Location identification rows
═══
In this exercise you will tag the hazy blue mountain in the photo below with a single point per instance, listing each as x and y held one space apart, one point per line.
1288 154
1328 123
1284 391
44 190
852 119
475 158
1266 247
═══
- _Stated problem_: Lay out the rows above as a two-column CSV with the headers "request" and "answer", one line per row. Put each row's text and its answer in their own quoted fields, and replace any line breaks with spaces.

- _Response below_:
request,answer
"In this exercise you will tag the hazy blue mountain in the photo below with a single point per instance, listing each as x and y held one space apart, one point per line.","1288 154 1328 123 1284 391 44 190 852 119 475 158 1266 247"